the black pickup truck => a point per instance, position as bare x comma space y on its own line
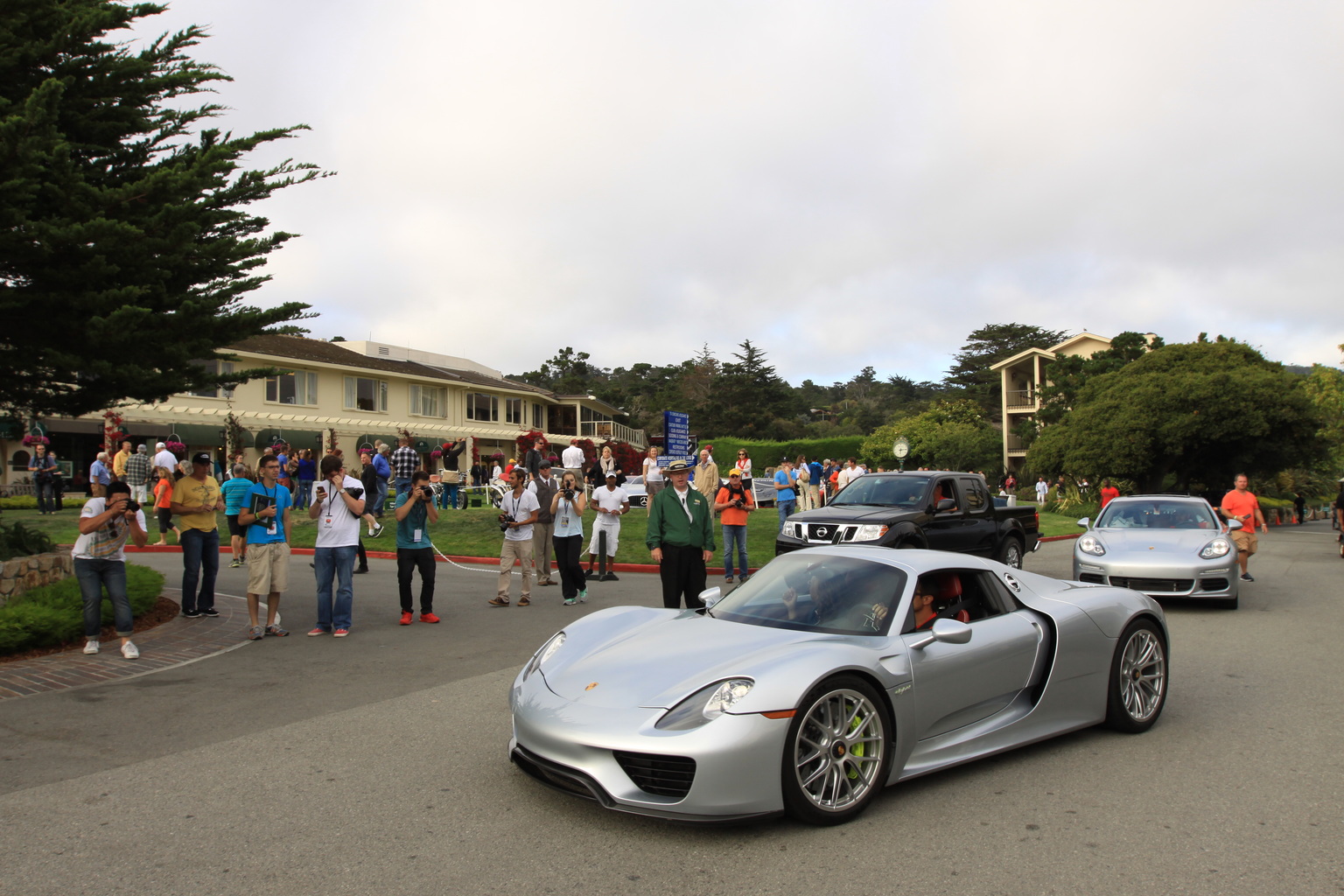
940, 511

...

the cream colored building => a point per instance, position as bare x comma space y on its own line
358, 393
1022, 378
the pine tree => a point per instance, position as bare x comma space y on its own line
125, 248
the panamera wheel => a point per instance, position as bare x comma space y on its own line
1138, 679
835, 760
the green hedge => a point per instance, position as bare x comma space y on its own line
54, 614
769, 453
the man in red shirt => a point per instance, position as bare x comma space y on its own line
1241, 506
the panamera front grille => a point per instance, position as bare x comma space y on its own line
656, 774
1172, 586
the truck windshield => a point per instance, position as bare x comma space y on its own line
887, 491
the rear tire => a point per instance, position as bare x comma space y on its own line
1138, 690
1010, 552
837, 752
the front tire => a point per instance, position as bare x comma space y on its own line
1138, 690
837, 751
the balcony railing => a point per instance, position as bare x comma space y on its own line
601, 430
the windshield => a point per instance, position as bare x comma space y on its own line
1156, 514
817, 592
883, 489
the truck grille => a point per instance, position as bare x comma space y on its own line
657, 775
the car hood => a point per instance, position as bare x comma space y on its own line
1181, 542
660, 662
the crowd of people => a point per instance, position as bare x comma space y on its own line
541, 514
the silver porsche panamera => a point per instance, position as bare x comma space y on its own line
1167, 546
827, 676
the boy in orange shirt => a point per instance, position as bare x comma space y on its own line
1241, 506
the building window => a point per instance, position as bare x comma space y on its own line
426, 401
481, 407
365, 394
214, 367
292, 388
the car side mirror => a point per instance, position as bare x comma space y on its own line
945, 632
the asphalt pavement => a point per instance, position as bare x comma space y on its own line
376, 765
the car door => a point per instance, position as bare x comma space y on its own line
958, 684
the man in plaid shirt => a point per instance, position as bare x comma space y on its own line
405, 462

==

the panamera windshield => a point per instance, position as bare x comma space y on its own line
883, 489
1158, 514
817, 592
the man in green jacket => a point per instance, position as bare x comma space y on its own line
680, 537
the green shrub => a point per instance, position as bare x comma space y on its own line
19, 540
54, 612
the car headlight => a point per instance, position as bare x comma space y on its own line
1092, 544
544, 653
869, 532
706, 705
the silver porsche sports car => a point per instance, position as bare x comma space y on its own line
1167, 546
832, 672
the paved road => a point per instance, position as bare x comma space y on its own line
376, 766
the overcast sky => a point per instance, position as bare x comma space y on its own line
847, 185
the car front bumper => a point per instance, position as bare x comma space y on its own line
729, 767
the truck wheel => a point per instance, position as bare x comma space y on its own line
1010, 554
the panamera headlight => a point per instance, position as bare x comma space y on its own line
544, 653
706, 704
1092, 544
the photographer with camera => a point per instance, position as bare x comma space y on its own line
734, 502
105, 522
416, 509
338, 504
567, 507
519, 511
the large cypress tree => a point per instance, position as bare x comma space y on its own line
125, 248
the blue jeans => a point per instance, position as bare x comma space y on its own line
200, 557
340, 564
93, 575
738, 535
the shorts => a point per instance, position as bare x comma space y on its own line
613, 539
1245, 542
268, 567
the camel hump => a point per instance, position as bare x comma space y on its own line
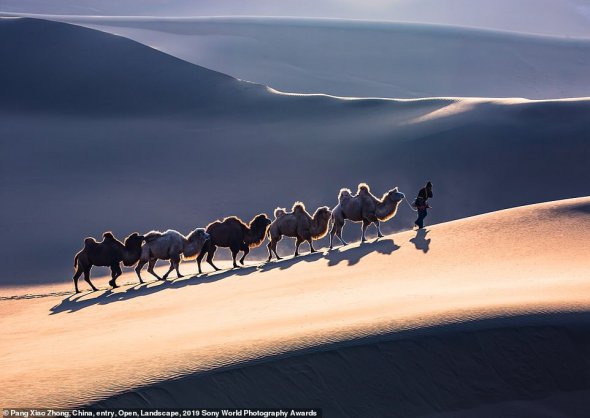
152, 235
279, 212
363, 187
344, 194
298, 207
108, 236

Description of the task:
From the lines above, select each one containing the word "porsche" and copy it out in full.

Response to this exercise:
the silver porsche panamera => a point per instance, position as bare x comma space y on its own line
the silver porsche sports car => a point per instance, position as bare x comma space y on its own line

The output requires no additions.